Tanda seseorang beriman kepada tauhid rububiyah adalah tawakal hanya kepada Allah. Sebab hanya Allah yang berkuasa atas segala sesuatu. Allah pula yang dapat memberi manfaat dan mudharat kepada manusia serta menghilangkannya. Selain itu hanya petunjuk Allah yang dapat memberikan manfaat dan kebaikan. Sehingga tawakal bukan semata-mata pasrah kepada Allah, namun pula mengikuti jalan-jalan kebaikan yang telah Allah tetapkan.

Tauhid rububiyah diantaranya mencakup :
 
  • Mencipta, mengatur dan menguasai alam semesta
Tentang keesaan-Nya dalam perencanaan, penciptaan dan penguasaan alam semesta, disebutkan dalam Al-Quran surat Al-Furqan ayat 2:
“Yang kepunyaan-Nya-lah kerajaan langit dan bumi, dan Dia tidak mempunyai anak, dan tidak ada sekutu bagi-Nya dalam kekuasaan (Nya), dan Dia telah menciptakan segala sesuatu, dan Dia menetapkan ukuran-ukurannya dengan serapi-rapinya.”
Demikian pula tentang keesaan-Nya dalam penciptaan, penguasaan dan pengaturan alam semesta, disebutkan dalam surat Al-A’raf ayat 54:
“Sesungguhnya Tuhan kamu ialah Allah yang telah menciptakan langit dan bumi dalam enam masa, lalu Dia bersemayam di atas Arasy. Dia menutupkan malam kepada siang yang mengikutinya dengan cepat, dan (diciptakan-Nya pula) matahari, bulan dan bintang-bintang (masing-masing) tunduk kepada perintah-Nya. Ingatlah, menciptakan dan memerintah hanyalah hak Allah. Maha Suci Allah, Tuhan semesta alam.”
Adapun tentang keesaannya dalam penciptaan manusia serta memberi rezeki, menghidupkan dan mematikan, disebutkan dalam Al-Quran surat Ar-Rum ayat 40:
“Allah-lah yang menciptakan kamu, kemudian memberimu rezeki, kemudian mematikanmu, kemudian menghidupkanmu (kembali). Adakah di antara yang kamu sekutukan dengan Allah itu yang dapat berbuat sesuatu dari yang demikian itu? Maha Sucilah Dia dan Maha Tinggi dari apa yang mereka persekutukan.”
  • Menurunkan wahyu, mengutus rasul, memberi petunjuk dan menyesatkan
Termasuk keesaan Allah dalam pengaturan alam semesta yaitu pengaturan manusia. Dimana Allah menurunkan wahyu, mengutus rasul dan memberi petunjuk dan menyesatkan manusia. Tentang keesaannya dalam menurunkan wahyu, disebutkan dalam Al-Quran surat Az-Zumar ayat 23:
“Allah telah menurunkan perkataan yang paling baik (yaitu) Al Qur'an yang serupa (mutu ayat-ayatnya) lagi berulang-ulang, gemetar karenanya kulit orang-orang yang takut kepada Tuhannya, kemudian menjadi tenang kulit dan hati mereka di waktu mengingat Allah. Itulah petunjuk Allah, dengan kitab itu Dia menunjuki siapa yang dikehendaki-Nya. Dan barang siapa yang disesatkan Allah, maka tidak ada seorang pun pemberi petunjuk baginya.”

**Data Baris:**

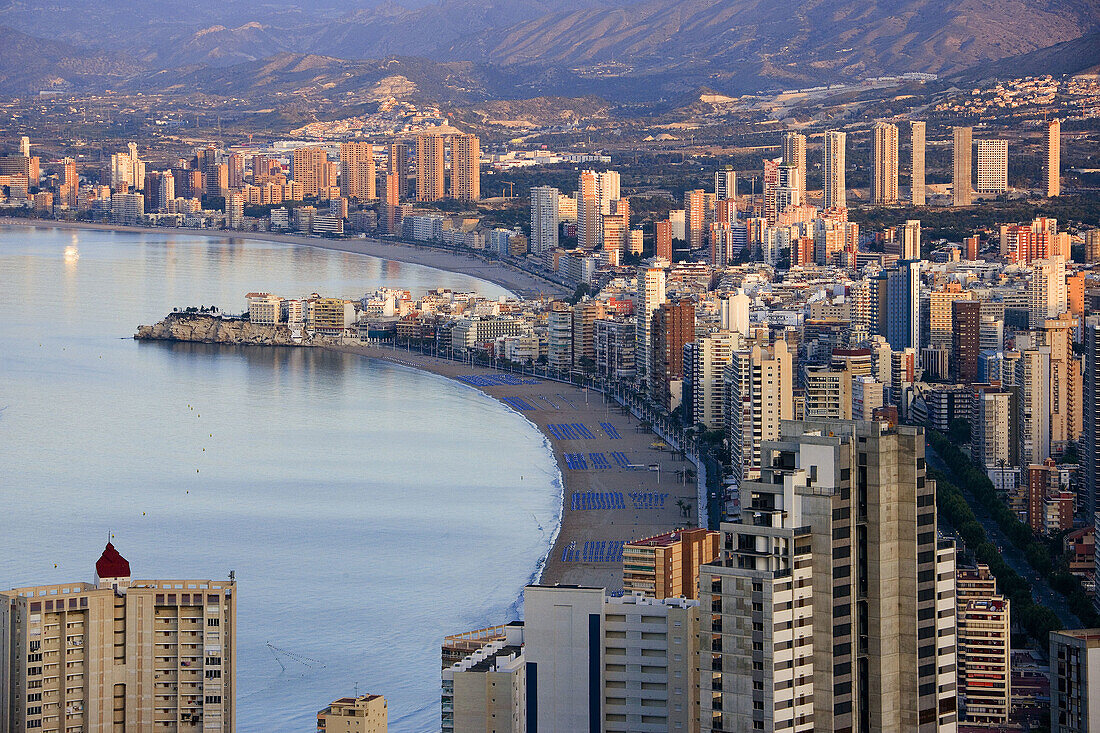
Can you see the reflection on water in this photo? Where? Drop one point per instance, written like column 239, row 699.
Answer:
column 362, row 521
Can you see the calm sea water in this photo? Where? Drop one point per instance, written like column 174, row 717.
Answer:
column 367, row 510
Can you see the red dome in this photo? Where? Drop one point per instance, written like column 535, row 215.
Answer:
column 111, row 565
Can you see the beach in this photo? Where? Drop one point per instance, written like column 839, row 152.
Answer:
column 611, row 494
column 521, row 283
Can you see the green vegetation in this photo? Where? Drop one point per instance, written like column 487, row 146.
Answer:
column 1038, row 621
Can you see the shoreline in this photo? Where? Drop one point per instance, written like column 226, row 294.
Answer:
column 614, row 504
column 513, row 280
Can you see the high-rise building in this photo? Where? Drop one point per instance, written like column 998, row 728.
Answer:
column 916, row 167
column 485, row 681
column 794, row 154
column 667, row 566
column 903, row 305
column 966, row 319
column 835, row 187
column 662, row 240
column 961, row 151
column 560, row 336
column 356, row 171
column 649, row 298
column 992, row 166
column 708, row 358
column 589, row 217
column 725, row 184
column 1046, row 291
column 673, row 327
column 81, row 655
column 543, row 219
column 1090, row 425
column 1032, row 383
column 1092, row 245
column 465, row 167
column 308, row 170
column 1054, row 157
column 758, row 386
column 398, row 165
column 578, row 645
column 884, row 183
column 985, row 647
column 694, row 218
column 365, row 713
column 429, row 167
column 800, row 630
column 1075, row 676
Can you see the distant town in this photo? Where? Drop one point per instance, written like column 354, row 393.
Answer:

**Soal Latihan:**
**A.** Salin ulang baris-baris data dari awal data sampai dengan baris yang memuat "column 362, row 521", termasuk kedua batasnya, tanpa menyertakan gambar.
**B.** Teruskan teks tentang tauhid rububiyah dari titik teks itu berhenti.

**Kunci Jawaban:**
**A.**
Can you see the reflection on water in this photo? Where? Drop one point per instance, written like column 239, row 699.
Answer:
column 362, row 521

**B.**
Adapun tentang keesaan-Nya mengutus rasul, disebutkan dalam Al-Quran surat Ibrahim ayat 4:
“Kami tidak mengutus seorang rasul pun, melainkan dengan bahasa kaumnya, supaya ia dapat memberi penjelasan dengan terang kepada mereka. Maka Allah menyesatkan siapa yang Dia kehendaki, dan memberi petunjuk kepada siapa yang Dia kehendaki. Dan Dia-lah Tuhan Yang Maha Kuasa lagi Maha Bijaksana.”
  • Menolong, mengalahkan dan mengadzab manusia di bumi
Termasuk keesaan Allah dalam pengaturan alam semesta yaitu menolong dan mengadzab manusia. Tentang keesaan-Nya menolong manusia, disebutkan dalam Al-Quran surat Al-Baqarah ayat 107:
“Tiadakah kamu mengetahui bahwa kerajaan langit dan bumi adalah kepunyaan Allah? Dan tiada bagimu selain Allah seorang pelindung maupun seorang penolong.”
Adapun tentang keesaan Allah dalam mengadzab manusia, disebutkan dalam Al-Quran surat Al-Ankabut ayat 22:
“Dan kamu sekali-kali tidak dapat melepaskan diri (dari adzab Allah) di bumi dan tidak (pula) di langit dan sekali-kali tiadalah bagimu pelindung dan penolong selain Allah.”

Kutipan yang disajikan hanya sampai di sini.